- **WHAT THIS TASK INVOLVES**
The lines to extract begin at the one containing "the loader bucket." and run to the end of the listing; set them down exactly and alone.

- **INFORMATION SHOWN**
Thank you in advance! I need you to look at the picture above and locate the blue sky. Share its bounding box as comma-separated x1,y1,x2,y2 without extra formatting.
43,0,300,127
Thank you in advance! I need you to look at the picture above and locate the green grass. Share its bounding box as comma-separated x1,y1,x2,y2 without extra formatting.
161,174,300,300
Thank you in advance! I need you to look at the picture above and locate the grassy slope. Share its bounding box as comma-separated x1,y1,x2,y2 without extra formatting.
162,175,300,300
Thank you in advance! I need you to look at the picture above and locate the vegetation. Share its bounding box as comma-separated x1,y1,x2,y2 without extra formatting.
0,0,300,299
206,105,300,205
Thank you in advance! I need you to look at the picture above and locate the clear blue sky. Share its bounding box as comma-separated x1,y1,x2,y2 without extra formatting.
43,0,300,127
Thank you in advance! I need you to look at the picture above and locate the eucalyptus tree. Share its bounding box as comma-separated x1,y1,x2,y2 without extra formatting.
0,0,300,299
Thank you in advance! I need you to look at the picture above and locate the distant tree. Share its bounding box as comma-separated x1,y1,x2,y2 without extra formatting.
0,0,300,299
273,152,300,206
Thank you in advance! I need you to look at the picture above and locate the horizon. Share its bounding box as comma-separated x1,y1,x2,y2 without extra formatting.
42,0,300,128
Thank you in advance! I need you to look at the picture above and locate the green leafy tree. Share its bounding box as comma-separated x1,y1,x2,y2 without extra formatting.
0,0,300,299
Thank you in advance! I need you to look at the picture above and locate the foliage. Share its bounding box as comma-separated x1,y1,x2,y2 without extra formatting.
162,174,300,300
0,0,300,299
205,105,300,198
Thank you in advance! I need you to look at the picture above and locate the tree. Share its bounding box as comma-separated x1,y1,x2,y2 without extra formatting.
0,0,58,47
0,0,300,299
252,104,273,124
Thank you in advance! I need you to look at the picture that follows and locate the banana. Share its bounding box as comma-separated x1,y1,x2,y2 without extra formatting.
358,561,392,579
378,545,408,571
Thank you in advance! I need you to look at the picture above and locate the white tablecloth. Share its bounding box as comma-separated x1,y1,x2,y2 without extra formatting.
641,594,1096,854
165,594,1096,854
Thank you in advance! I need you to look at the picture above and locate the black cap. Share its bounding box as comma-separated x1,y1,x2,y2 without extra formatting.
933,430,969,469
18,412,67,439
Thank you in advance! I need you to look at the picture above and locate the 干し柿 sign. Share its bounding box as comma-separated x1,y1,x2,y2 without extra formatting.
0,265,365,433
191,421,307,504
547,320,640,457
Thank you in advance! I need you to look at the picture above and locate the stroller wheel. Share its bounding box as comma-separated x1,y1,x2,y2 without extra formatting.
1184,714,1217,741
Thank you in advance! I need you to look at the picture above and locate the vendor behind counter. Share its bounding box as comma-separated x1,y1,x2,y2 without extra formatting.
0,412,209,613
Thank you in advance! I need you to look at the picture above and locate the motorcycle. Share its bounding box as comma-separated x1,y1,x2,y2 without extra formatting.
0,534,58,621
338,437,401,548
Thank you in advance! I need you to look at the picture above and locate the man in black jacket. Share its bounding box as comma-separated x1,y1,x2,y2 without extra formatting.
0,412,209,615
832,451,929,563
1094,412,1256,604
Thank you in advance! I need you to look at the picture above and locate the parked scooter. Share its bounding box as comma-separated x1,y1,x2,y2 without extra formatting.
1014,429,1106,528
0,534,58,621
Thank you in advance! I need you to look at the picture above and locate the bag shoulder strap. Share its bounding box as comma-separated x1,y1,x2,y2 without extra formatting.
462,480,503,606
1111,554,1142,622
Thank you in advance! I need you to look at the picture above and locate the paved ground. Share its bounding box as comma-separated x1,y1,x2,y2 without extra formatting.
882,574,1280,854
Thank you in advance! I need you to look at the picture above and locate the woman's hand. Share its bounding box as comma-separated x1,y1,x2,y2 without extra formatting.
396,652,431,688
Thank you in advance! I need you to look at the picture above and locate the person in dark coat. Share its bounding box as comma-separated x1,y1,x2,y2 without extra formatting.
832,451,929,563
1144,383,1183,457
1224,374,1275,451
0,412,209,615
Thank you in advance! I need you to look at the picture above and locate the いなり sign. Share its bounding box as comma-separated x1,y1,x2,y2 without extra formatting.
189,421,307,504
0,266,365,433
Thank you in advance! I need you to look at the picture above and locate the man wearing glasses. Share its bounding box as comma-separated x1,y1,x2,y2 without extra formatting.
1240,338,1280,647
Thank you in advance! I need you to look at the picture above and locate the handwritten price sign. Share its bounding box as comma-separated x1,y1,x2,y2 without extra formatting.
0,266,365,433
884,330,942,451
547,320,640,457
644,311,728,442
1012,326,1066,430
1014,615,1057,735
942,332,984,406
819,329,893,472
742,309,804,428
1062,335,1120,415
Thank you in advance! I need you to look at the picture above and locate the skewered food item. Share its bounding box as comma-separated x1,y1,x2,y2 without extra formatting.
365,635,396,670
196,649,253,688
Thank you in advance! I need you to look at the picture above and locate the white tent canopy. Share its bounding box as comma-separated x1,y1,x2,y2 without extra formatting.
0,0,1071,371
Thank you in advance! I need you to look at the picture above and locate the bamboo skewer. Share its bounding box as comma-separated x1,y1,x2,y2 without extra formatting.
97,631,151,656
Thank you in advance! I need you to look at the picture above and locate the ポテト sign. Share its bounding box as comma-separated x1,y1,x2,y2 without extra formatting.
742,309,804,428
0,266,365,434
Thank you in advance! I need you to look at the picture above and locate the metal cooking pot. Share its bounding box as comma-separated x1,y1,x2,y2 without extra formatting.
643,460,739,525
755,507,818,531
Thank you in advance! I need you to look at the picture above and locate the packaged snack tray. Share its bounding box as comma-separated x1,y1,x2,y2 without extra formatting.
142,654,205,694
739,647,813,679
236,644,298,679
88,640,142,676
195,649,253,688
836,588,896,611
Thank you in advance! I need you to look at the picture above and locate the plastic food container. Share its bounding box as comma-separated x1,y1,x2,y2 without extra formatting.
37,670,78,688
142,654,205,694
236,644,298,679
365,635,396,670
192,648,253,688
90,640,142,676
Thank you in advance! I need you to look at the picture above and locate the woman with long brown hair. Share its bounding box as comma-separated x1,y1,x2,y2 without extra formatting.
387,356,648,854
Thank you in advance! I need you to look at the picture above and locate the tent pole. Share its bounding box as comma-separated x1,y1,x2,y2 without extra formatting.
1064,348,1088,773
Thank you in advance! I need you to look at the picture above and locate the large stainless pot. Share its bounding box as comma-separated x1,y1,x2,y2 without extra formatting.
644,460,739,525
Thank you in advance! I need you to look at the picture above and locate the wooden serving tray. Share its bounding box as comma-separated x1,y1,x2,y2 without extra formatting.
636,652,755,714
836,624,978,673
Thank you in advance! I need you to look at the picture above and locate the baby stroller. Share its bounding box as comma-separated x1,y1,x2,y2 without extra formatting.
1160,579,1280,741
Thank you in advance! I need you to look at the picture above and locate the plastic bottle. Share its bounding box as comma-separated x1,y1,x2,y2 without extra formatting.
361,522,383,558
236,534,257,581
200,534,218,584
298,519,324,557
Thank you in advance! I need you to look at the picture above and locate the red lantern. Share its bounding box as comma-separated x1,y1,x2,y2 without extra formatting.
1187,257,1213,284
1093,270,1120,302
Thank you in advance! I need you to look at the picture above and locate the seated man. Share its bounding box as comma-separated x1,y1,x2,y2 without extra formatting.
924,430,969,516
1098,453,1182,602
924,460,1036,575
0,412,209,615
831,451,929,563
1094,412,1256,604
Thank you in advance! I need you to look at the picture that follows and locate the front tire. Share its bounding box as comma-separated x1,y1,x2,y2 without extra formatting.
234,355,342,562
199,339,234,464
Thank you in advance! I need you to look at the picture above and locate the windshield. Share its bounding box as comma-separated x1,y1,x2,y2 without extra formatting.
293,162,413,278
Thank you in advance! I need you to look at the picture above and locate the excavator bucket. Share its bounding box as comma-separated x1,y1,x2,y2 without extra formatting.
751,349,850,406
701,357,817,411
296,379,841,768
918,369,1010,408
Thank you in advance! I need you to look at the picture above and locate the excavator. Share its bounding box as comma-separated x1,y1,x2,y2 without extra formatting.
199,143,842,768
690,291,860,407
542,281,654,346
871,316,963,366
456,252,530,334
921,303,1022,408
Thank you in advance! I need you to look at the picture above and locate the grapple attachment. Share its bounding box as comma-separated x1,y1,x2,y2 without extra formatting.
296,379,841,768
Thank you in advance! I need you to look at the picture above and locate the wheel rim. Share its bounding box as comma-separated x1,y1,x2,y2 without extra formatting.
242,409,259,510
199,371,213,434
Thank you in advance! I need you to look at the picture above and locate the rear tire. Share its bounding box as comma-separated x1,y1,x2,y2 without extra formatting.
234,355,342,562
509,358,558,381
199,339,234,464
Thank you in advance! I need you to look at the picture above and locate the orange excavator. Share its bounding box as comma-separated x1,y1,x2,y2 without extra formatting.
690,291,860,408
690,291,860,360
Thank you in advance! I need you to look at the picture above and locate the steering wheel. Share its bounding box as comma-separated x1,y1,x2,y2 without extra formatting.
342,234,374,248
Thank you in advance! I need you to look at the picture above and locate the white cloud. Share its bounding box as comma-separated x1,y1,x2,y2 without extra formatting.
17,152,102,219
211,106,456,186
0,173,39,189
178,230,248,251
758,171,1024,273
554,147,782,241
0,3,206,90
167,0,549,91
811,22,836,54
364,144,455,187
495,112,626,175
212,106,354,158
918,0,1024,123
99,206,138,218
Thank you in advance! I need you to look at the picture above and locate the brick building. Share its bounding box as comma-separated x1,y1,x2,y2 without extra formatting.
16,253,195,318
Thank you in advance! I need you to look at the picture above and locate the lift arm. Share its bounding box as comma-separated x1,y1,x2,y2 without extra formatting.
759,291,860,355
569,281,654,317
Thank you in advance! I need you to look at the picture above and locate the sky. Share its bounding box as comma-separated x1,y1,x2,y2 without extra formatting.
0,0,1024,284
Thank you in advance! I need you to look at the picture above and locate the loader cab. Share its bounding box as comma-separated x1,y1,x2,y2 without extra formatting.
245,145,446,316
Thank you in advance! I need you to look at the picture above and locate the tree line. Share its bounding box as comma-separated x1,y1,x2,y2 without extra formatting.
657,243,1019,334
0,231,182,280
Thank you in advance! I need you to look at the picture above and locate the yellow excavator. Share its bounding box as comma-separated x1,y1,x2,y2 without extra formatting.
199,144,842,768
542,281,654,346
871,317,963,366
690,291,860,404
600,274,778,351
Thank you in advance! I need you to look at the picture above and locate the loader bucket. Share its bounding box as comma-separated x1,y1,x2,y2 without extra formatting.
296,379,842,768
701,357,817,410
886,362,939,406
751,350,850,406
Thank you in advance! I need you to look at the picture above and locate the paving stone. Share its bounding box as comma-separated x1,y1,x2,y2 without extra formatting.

- **CORRECT OUTPUT**
Thank you in advance! I need you to look at the picture above and locate the loader bucket. Share its bounding box as comma-separated x1,y1,x2,y2 without extra formatting.
296,379,842,768
701,357,817,410
886,362,939,406
751,350,850,406
Thank you in advance! I need you to look at the picture above and locate the paving stone. Share its bounding box as comma-separated x1,y1,x2,y2 without extra formatting.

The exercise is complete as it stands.